» Consigne: Recopiez fidèlement le passage du texte sur la Chine et la Grande Guerre qui commence par « On a pu (et » et se poursuit jusqu'à « illustrations, p. 144-159). ».

» Texte à lire:
Parution : Chine et Grande Guerre

L’universitaire franco-chinoise Li MA est la spécialiste de l’histoire de la Chine pendant la Grande Guerre, en particulier de la question des travailleurs chinois recrutés par les Français et les Anglais, employés surtout dans le nord de la France. Li Ma précise que c’est la découverte d’un cimetière de ces Chinois à Saint-Étienne-au-Mont qui est à l’origine de ses quinze années de recherches dans les archives françaises, anglaises, chinoises et japonaises.

On a pu (et on peut encore) lire le texte de son intervention « Travailleurs chinois à l’arrière pendant la Grande Guerre » au colloque international de mai 2013 à Carcassonne, publié dès 2014 sous le titre Travailler à l’arrière 1914-1918, par les Archives départementales de l’Aude (216 pages, illustrations, p. 144-159).

Son dernier livre est une mise au point générale : MA Li, La Chine et la Grande Guerre, Paris, CNRS éditions, 2019, 360 pages, illustrations, importante bibliographie, sources, index détaillé.

» Données brutes:
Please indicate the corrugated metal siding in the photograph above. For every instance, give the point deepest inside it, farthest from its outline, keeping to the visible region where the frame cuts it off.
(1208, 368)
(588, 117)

» Réponse rédigée:
On a pu (et on peut encore) lire le texte de son intervention « Travailleurs chinois à l’arrière pendant la Grande Guerre » au colloque international de mai 2013 à Carcassonne, publié dès 2014 sous le titre Travailler à l’arrière 1914-1918, par les Archives départementales de l’Aude (216 pages, illustrations, p. 144-159).